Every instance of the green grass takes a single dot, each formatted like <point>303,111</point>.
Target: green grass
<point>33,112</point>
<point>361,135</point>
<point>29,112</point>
....................
### INSTRUCTIONS FOR THE TASK
Working from the material above, retype it in its entirety without change.

### PROBLEM SOLUTION
Every instance of the green grass takes a single dot, each formatted like <point>303,111</point>.
Target: green grass
<point>33,112</point>
<point>361,135</point>
<point>29,112</point>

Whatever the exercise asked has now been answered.